§ Source passage

-- begin --

5. The Core Questions You’re Answering

Each sub-project answers fundamental questions:

Sub-Project A: Hello World

“How does a program actually output text without printf?”

You’ll learn that printf is just a wrapper around the write system call.

Sub-Project B: Integer Printer

“How do numbers become the characters we see on screen?”

You’ll implement the algorithm compilers use: repeated division to extract digits.

Sub-Project C: Bubble Sort

“How do loops and array access work at the CPU level?”

You’ll see that array[i] is just base + i * size and loops are conditional jumps.

Sub-Project D: Mini Shell

“How does a shell actually run programs?”

You’ll understand fork/exec, the foundation of Unix process creation.


6. Concepts You Must Understand First

Before writing assembly, verify you can answer these questions:

6.1 Binary and Hexadecimal

| Concept | Questions to Answer | Reference | |———|———————|———–| | Hex notation | What is 0xFF in decimal? Binary? | CS:APP Ch. 2.1 | | Two’s complement | How is -1 represented in 64 bits? | CS:APP Ch. 2.2 | | Byte order | Is x86-64 big or little endian? | CS:APP Ch. 2.1.3 |

6.2 Memory Model

| Concept | Questions to Answer | Reference | |———|———————|———–| | Stack growth | Does the stack grow up or down? | CS:APP Ch. 3.7 | | Alignment | Why must RSP be 16-byte aligned before CALL? | System V ABI | | Sections | What goes in .text vs .data vs .bss? | CS:APP Ch. 7.4 |

6.3 System Calls

| Concept | Questions to Answer | Reference | |———|———————|———–| | Syscall interface | What register holds the syscall number? | Linux syscall table | | Return values | How do you know if a syscall failed? | TLPI Ch. 3 | | errno | What does a negative return value mean? | TLPI Ch. 3 |


7. Questions to Guide Your Design

Sub-Project A: Hello World

Data Section Questions:

  • Where should the string “Hello from raw assembly!” live?

-- end --

§ Supplied material
-- begin --

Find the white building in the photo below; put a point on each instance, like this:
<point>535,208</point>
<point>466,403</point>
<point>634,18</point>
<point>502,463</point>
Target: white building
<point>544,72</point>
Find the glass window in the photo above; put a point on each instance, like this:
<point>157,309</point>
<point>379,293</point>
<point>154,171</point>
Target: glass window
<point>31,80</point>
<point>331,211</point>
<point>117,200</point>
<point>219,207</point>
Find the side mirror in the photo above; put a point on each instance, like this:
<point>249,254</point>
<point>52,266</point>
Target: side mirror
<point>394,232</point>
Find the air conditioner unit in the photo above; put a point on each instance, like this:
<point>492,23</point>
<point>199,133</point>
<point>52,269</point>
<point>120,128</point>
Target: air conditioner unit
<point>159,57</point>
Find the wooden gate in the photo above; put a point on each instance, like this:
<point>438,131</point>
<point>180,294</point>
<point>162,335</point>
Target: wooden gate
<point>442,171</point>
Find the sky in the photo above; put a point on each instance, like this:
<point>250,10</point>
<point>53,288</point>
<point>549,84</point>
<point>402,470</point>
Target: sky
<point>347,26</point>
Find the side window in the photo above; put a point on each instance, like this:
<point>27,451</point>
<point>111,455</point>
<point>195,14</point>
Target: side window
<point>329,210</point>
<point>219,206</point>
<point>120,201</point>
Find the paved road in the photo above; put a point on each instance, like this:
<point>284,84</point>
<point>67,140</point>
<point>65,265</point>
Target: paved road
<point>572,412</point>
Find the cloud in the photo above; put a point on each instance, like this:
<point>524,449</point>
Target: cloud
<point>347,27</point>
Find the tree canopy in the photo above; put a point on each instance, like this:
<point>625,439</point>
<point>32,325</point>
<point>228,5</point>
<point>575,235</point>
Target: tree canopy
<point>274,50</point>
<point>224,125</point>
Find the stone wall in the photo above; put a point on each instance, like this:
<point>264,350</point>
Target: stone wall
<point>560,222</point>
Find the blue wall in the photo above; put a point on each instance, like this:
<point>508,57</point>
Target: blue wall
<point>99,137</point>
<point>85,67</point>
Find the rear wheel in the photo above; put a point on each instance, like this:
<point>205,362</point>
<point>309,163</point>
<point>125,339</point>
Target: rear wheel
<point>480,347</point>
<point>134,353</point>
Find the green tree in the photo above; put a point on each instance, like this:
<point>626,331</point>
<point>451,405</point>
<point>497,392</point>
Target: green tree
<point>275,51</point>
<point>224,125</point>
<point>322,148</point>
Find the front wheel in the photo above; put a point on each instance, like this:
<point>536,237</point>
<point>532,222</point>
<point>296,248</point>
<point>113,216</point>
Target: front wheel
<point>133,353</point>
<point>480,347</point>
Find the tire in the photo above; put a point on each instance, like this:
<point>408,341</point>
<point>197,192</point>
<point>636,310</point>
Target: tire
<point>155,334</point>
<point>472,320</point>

-- end --

§ Stated problem
Copy out the assembly-language guide word for word, from its opening heading through its final line.

§ Response
5. The Core Questions You’re Answering

Each sub-project answers fundamental questions:

Sub-Project A: Hello World

“How does a program actually output text without printf?”

You’ll learn that printf is just a wrapper around the write system call.

Sub-Project B: Integer Printer

“How do numbers become the characters we see on screen?”

You’ll implement the algorithm compilers use: repeated division to extract digits.

Sub-Project C: Bubble Sort

“How do loops and array access work at the CPU level?”

You’ll see that array[i] is just base + i * size and loops are conditional jumps.

Sub-Project D: Mini Shell

“How does a shell actually run programs?”

You’ll understand fork/exec, the foundation of Unix process creation.


6. Concepts You Must Understand First

Before writing assembly, verify you can answer these questions:

6.1 Binary and Hexadecimal

| Concept | Questions to Answer | Reference | |———|———————|———–| | Hex notation | What is 0xFF in decimal? Binary? | CS:APP Ch. 2.1 | | Two’s complement | How is -1 represented in 64 bits? | CS:APP Ch. 2.2 | | Byte order | Is x86-64 big or little endian? | CS:APP Ch. 2.1.3 |

6.2 Memory Model

| Concept | Questions to Answer | Reference | |———|———————|———–| | Stack growth | Does the stack grow up or down? | CS:APP Ch. 3.7 | | Alignment | Why must RSP be 16-byte aligned before CALL? | System V ABI | | Sections | What goes in .text vs .data vs .bss? | CS:APP Ch. 7.4 |

6.3 System Calls

| Concept | Questions to Answer | Reference | |———|———————|———–| | Syscall interface | What register holds the syscall number? | Linux syscall table | | Return values | How do you know if a syscall failed? | TLPI Ch. 3 | | errno | What does a negative return value mean? | TLPI Ch. 3 |


7. Questions to Guide Your Design

Sub-Project A: Hello World

Data Section Questions:

  • Where should the string “Hello from raw assembly!” live?